• What to work on: Extract every line from the entries below that includes the string "boat".

* BEGIN Material shown *

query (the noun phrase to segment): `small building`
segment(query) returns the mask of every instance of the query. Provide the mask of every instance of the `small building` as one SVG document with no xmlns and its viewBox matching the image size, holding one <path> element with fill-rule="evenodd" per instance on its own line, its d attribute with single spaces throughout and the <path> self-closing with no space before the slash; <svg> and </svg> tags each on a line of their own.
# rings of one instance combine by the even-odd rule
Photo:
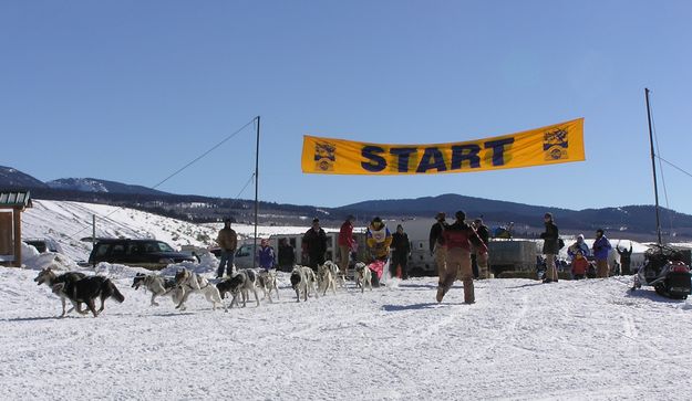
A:
<svg viewBox="0 0 692 401">
<path fill-rule="evenodd" d="M 27 208 L 31 208 L 29 191 L 0 192 L 0 263 L 12 262 L 22 265 L 22 218 Z"/>
</svg>

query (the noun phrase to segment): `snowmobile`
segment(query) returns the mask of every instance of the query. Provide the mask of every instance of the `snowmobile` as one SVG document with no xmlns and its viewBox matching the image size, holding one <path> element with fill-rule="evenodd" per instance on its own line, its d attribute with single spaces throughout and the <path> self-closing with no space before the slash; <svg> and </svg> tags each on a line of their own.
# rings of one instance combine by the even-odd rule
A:
<svg viewBox="0 0 692 401">
<path fill-rule="evenodd" d="M 644 265 L 634 275 L 632 291 L 649 285 L 659 295 L 672 299 L 686 299 L 692 293 L 692 284 L 690 266 L 682 260 L 682 253 L 671 246 L 651 245 L 644 252 Z"/>
</svg>

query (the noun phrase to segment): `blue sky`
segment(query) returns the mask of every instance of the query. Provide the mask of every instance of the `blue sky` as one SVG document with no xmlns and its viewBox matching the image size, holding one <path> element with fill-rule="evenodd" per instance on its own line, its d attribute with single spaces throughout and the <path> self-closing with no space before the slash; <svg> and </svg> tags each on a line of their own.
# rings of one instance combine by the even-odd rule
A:
<svg viewBox="0 0 692 401">
<path fill-rule="evenodd" d="M 692 170 L 690 18 L 686 0 L 3 1 L 0 165 L 151 187 L 260 115 L 266 201 L 653 203 L 644 87 L 661 156 Z M 300 169 L 306 134 L 450 143 L 578 117 L 583 162 L 425 177 Z M 235 198 L 254 154 L 248 127 L 159 189 Z M 663 173 L 668 204 L 692 213 L 692 179 Z"/>
</svg>

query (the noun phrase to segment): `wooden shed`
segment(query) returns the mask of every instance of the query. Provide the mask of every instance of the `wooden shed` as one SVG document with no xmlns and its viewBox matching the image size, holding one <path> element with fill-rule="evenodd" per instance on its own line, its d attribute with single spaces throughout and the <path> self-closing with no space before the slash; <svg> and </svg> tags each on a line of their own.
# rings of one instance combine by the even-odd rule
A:
<svg viewBox="0 0 692 401">
<path fill-rule="evenodd" d="M 29 191 L 0 192 L 0 263 L 22 265 L 22 212 L 31 208 Z"/>
</svg>

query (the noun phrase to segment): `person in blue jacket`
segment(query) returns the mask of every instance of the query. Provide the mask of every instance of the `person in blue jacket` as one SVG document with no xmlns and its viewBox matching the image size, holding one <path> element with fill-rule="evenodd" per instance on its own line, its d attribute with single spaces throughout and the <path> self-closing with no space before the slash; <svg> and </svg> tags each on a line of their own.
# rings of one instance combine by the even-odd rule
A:
<svg viewBox="0 0 692 401">
<path fill-rule="evenodd" d="M 606 238 L 603 229 L 596 230 L 596 241 L 593 242 L 593 258 L 596 260 L 596 276 L 608 277 L 610 267 L 608 266 L 608 253 L 612 246 Z"/>
<path fill-rule="evenodd" d="M 257 249 L 257 264 L 260 268 L 269 271 L 273 268 L 273 247 L 269 246 L 269 241 L 262 240 Z"/>
</svg>

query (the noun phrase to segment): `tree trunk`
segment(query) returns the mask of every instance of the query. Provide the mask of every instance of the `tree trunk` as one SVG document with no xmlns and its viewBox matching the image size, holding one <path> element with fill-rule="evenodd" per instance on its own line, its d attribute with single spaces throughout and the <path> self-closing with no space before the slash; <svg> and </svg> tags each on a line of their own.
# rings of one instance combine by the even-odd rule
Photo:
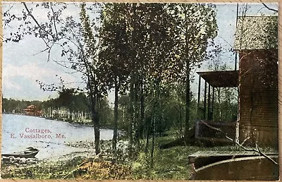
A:
<svg viewBox="0 0 282 182">
<path fill-rule="evenodd" d="M 133 145 L 133 122 L 134 122 L 134 73 L 131 73 L 129 91 L 129 123 L 128 123 L 128 155 L 130 157 Z"/>
<path fill-rule="evenodd" d="M 185 104 L 185 125 L 184 136 L 188 136 L 189 134 L 190 129 L 190 61 L 188 59 L 186 61 L 186 84 L 185 84 L 185 92 L 186 92 L 186 104 Z"/>
<path fill-rule="evenodd" d="M 118 138 L 118 83 L 117 78 L 115 80 L 115 101 L 114 101 L 114 134 L 113 134 L 113 143 L 112 148 L 114 154 L 116 152 L 116 142 Z"/>
<path fill-rule="evenodd" d="M 145 116 L 145 96 L 144 96 L 144 88 L 143 83 L 141 80 L 140 86 L 140 121 L 139 126 L 139 135 L 142 139 L 144 138 L 144 116 Z"/>
<path fill-rule="evenodd" d="M 92 114 L 92 123 L 94 128 L 94 143 L 95 147 L 95 153 L 98 154 L 100 153 L 100 126 L 99 122 L 99 116 L 98 113 L 96 111 L 96 97 L 90 94 L 91 97 L 91 112 Z"/>
</svg>

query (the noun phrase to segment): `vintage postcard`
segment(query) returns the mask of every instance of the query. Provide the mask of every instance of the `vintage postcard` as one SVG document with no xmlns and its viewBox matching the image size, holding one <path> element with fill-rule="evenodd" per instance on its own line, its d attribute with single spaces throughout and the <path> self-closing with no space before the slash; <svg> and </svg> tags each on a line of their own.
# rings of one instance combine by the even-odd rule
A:
<svg viewBox="0 0 282 182">
<path fill-rule="evenodd" d="M 2 17 L 2 178 L 278 179 L 278 4 Z"/>
</svg>

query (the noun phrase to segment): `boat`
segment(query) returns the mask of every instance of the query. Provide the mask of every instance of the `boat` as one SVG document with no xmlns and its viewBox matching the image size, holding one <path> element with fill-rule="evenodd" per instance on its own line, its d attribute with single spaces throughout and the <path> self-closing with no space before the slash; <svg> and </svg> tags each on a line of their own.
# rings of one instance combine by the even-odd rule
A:
<svg viewBox="0 0 282 182">
<path fill-rule="evenodd" d="M 39 152 L 38 149 L 34 147 L 27 147 L 24 151 L 14 152 L 11 154 L 2 154 L 2 157 L 14 157 L 20 158 L 35 158 L 35 155 Z"/>
</svg>

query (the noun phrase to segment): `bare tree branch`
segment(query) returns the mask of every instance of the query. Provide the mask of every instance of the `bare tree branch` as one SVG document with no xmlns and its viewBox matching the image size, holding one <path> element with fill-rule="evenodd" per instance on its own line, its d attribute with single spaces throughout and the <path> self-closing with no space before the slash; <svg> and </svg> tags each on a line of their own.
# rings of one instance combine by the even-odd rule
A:
<svg viewBox="0 0 282 182">
<path fill-rule="evenodd" d="M 267 156 L 266 154 L 265 154 L 264 153 L 263 153 L 263 152 L 260 150 L 260 149 L 259 148 L 259 146 L 258 146 L 257 144 L 256 144 L 256 149 L 255 149 L 255 148 L 247 148 L 247 147 L 244 147 L 242 144 L 240 144 L 239 142 L 235 141 L 235 140 L 234 140 L 233 139 L 232 139 L 231 138 L 228 137 L 228 136 L 227 135 L 227 134 L 225 133 L 222 130 L 221 130 L 221 129 L 219 129 L 219 128 L 215 128 L 215 127 L 214 127 L 214 126 L 212 126 L 207 124 L 207 123 L 204 122 L 204 121 L 202 121 L 202 120 L 200 121 L 202 123 L 203 123 L 204 125 L 205 125 L 205 126 L 207 126 L 207 127 L 209 127 L 209 128 L 213 129 L 213 130 L 215 130 L 215 131 L 219 131 L 221 133 L 222 133 L 222 134 L 224 135 L 224 137 L 225 137 L 226 139 L 228 139 L 228 140 L 232 141 L 233 143 L 236 144 L 238 146 L 239 146 L 240 147 L 243 148 L 243 150 L 246 150 L 246 151 L 255 152 L 257 152 L 257 153 L 259 153 L 260 155 L 262 155 L 263 157 L 266 157 L 266 158 L 268 159 L 269 160 L 271 161 L 274 164 L 278 165 L 278 163 L 277 163 L 276 161 L 274 161 L 274 160 L 272 159 L 271 157 L 269 157 L 269 156 Z"/>
</svg>

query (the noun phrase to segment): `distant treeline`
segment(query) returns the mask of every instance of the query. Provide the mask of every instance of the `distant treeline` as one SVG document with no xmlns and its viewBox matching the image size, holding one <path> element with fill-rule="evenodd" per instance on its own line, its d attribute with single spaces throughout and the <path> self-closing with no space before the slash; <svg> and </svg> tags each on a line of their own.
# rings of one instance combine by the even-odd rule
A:
<svg viewBox="0 0 282 182">
<path fill-rule="evenodd" d="M 28 106 L 35 105 L 37 111 L 42 111 L 42 116 L 48 118 L 73 121 L 71 120 L 75 119 L 90 119 L 90 116 L 91 116 L 89 99 L 83 93 L 75 94 L 73 92 L 65 92 L 60 94 L 57 98 L 47 101 L 27 101 L 2 98 L 2 112 L 6 114 L 25 114 L 26 112 L 24 109 Z M 101 113 L 101 126 L 110 127 L 113 120 L 113 111 L 106 98 L 99 102 L 99 107 Z M 61 114 L 62 111 L 66 114 Z M 89 121 L 91 123 L 90 121 Z"/>
</svg>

* END Material shown *

• Exercise solution:
query (the noun phrase to segment): `boat`
segment(query) returns the mask of every instance of the query. Provide the mask of every instance of the `boat` as one SVG document with no xmlns and its viewBox matching the image size, holding one <path> element with fill-rule="evenodd" per instance on its own line, its d attribute with single spaces throughout and the <path> self-closing with no space before the slash; <svg> and </svg> tags each on a line of their own.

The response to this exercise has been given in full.